Praktik penerapan pajak akomodasi municipal bagi tamu hotel telah menyebar di seluruh Jepang karena daerah-daerah wisata populer mencari cara untuk menghasilkan dana untuk mempromosikan diri kepada para wisatawan setelah pandemi COVID-19.
Tokyo sedang mempertimbangkan untuk meningkatkan pajak tersebut untuk pertama kalinya sejak menjadi daerah pertama di Jepang yang menerapkan sistem tersebut pada tahun 2002.
Saat ini, hotel-hotel di ibu kota menarik pajak sebesar 100 yen ($0,70) per orang per malam untuk menginap dengan biaya antara 10.000 yen hingga 15.000 yen, dan 200 yen per malam untuk kamar dengan biaya di atas 15.000 yen. Pajak yang terkumpul digunakan untuk biaya terkait pariwisata, termasuk untuk menjaga Wi-Fi publik gratis dan mengoperasikan pusat informasi pariwisata.
Pendapatan yang terkumpul telah meningkat sejak tahun 2011, mencapai rekor tertinggi sekitar 2,7 miliar yen pada tahun fiskal 2019, tetapi mengalami penurunan pada tahun 2020 dan 2021 karena pembatasan perjalanan akibat pandemi dan penghentian sistem selama Olimpiade dan Paralimpiade Tokyo, menurut pemerintah Tokyo.
Dengan kembalinya para turis internasional belakangan ini, total pendapatan diperkirakan akan pulih pada tahun fiskal 2023, mencapai sekitar 1,7 miliar yen, demikian diungkapkan. Namun, angka tersebut masih jauh dari mencukupi untuk menutupi biaya promosi pariwisata ibu kota pada tahun yang sama, yang diperkirakan mencapai sekitar 26,4 miliar yen.
Karena kota dan prefektur bebas menetapkan tarif yang mereka kenakan secara independen, beberapa daerah telah menerapkan tarif tetap yang lebih tinggi daripada Tokyo. Kota Kanazawa dan Kyoto misalnya, menetapkan tarif tetap sebesar 500 yen dan 1.000 yen per malam, masing-masing.
"Waktu telah mengubah situasi seputar pajak akomodasi selama 20 tahun terakhir, sehingga kami perlu mempertimbangkan kembali dari sudut pandang keadilan juga," ungkap perwakilan pemerintah metropolitan Tokyo.

DATA YANG DIBERIKAN.
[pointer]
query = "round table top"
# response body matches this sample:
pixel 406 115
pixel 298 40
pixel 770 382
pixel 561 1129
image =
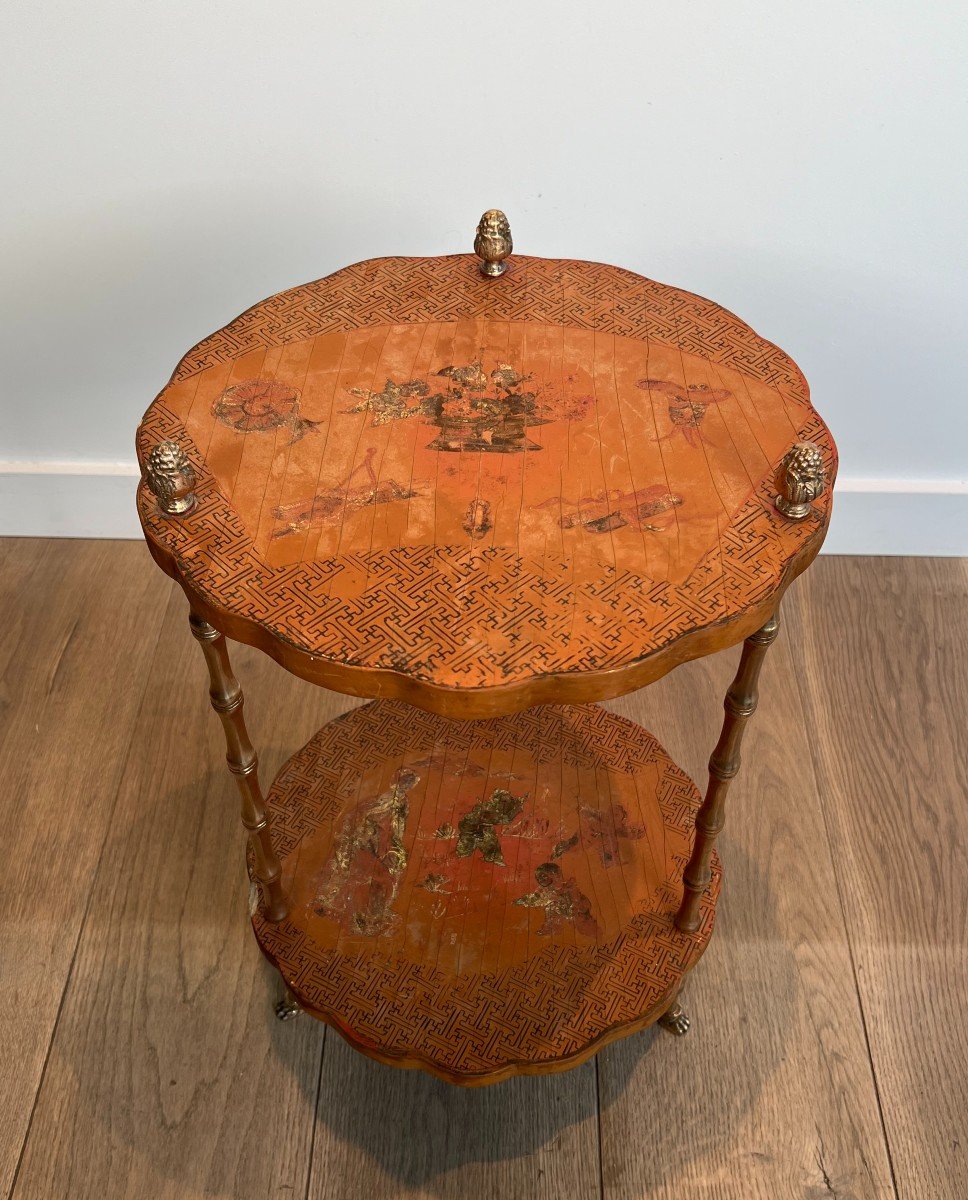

RINCIAN LATIHAN.
Lanjutkan teks tentang pajak akomodasi di Jepang dari titik teks itu berhenti. Data itu merupakan bahan tersendiri yang tidak berkaitan dengan teks tentang pajak akomodasi.

KOTAK JAWABAN.
Dua prefektur dan enam kota di Jepang telah mengikuti langkah Tokyo dan menerapkan sistem pajak ini, sementara yang lain, termasuk kota Atami di Prefektur Shizuoka dan Prefektur paling selatan Jepang, Okinawa, sedang mempertimbangkan hal serupa.
Desa Kutchan di Hokkaido, yang menjadi rumah bagi resor ski populer Niseko, adalah satu-satunya lokasi yang telah menerapkan tarif pajak berdasarkan persentase dari jumlah yang dibayarkan untuk akomodasi. Sebesar 2 persen dari biaya kamar yang dibayar dikumpulkan, sedangkan tarifnya lebih tinggi untuk penginapan mewah, seperti kondominium di daerah tersebut yang biayanya melebihi 100.000 yen per malam.
Menerapkan pajak akomodasi di daerah-daerah yang belum melakukannya akan memerlukan penetapan tarif pajak, metode pengumpulan, dan mendefinisikan penggunaan dana yang terkumpul, yang memerlukan pemahaman dan kerjasama dari industri hotel setempat.
"Ada kekhawatiran bahwa (menerapkan sistem ini) akan membuat para wisatawan memilih lokasi lain, tetapi kami memerlukan dana untuk mempromosikan pariwisata, karena pendapatan pajak kota menurun akibat penuaan dan penurunan jumlah penduduk," kata Kanekiyo Morita, 55 tahun, yang memimpin Asosiasi Ryokan dan Hotel Onsen Atami.
"Kami ingin dana tersebut digunakan untuk kebijakan yang akan meningkatkan kenyamanan dan kepuasan para wisatawan," ujarnya.